* **Stated goal 1**:
In the book review, who thanked Richard Dawkins as one of God's greatest gifts to the intelligent-design movement?
* **Stated goal 2**:
Convert every line of the listing that follows the book review into a Markdown table with the columns Number and Entry, skipping blank lines. Leave the pictures out.

* **Excerpt**:
| Review of: |
Breaking the Spell: Religion as a Natural Phenomenon by Daniel C. Dennett Allen Lane. Pages: 464. £25.00 |
| Reviewed By: |
Dick Pountain |
| Reviewed in: |
The Political Quarterly |
| Date accepted online: |
02/11/2007 |
| Published in print: |
Volume 78, Issue 1, Pages 182-196 |
Book Reviews: Dealing with God
The current resurgence of fundamentalist and evangelical religiosity in the Christian and Muslim worlds is a source of great worry and puzzlement to secularists (the present reviewer included), who had thought such beliefs on the wane in the face of a triumphant science. What's perhaps most surprising is how ineffective the leading style of Darwinist/rationalist counter-argument-as, for example, expounded by Richard Dawkins, Francis Wheen or the author considered here, Daniel Dennett-is proving against this new strain of belief. So feeble it is that a leading Intelligent Design proponent, William Dempski, recently thanked Dawkins as 'one of God's greatest gifts to the intelligent-design movement ...' This debate is of more than academic interest, since a fierce ideological war currently rages between secularists and evangelicals for control of the US school curriculum.

* **Records for the task**:
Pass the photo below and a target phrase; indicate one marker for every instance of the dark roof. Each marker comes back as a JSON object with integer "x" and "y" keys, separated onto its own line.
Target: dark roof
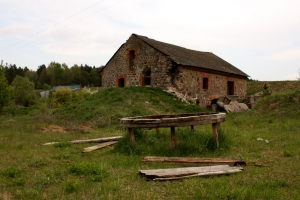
{"x": 188, "y": 57}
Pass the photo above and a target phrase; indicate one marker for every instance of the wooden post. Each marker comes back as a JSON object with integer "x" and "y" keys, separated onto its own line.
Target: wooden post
{"x": 157, "y": 132}
{"x": 215, "y": 127}
{"x": 173, "y": 138}
{"x": 131, "y": 136}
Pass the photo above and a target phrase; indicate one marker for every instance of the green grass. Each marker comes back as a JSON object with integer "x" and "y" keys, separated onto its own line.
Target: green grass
{"x": 29, "y": 170}
{"x": 274, "y": 86}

* **Complete output 1**:
William Dempski, a leading Intelligent Design proponent.

* **Complete output 2**:
| Number | Entry |
|---|---|
| 1 | Pass the photo below and a target phrase; indicate one marker for every instance of the dark roof. Each marker comes back as a JSON object with integer "x" and "y" keys, separated onto its own line. |
| 2 | Target: dark roof |
| 3 | {"x": 188, "y": 57} |
| 4 | Pass the photo above and a target phrase; indicate one marker for every instance of the wooden post. Each marker comes back as a JSON object with integer "x" and "y" keys, separated onto its own line. |
| 5 | Target: wooden post |
| 6 | {"x": 157, "y": 132} |
| 7 | {"x": 215, "y": 127} |
| 8 | {"x": 173, "y": 138} |
| 9 | {"x": 131, "y": 136} |
| 10 | Pass the photo above and a target phrase; indicate one marker for every instance of the green grass. Each marker comes back as a JSON object with integer "x" and "y" keys, separated onto its own line. |
| 11 | Target: green grass |
| 12 | {"x": 29, "y": 170} |
| 13 | {"x": 274, "y": 86} |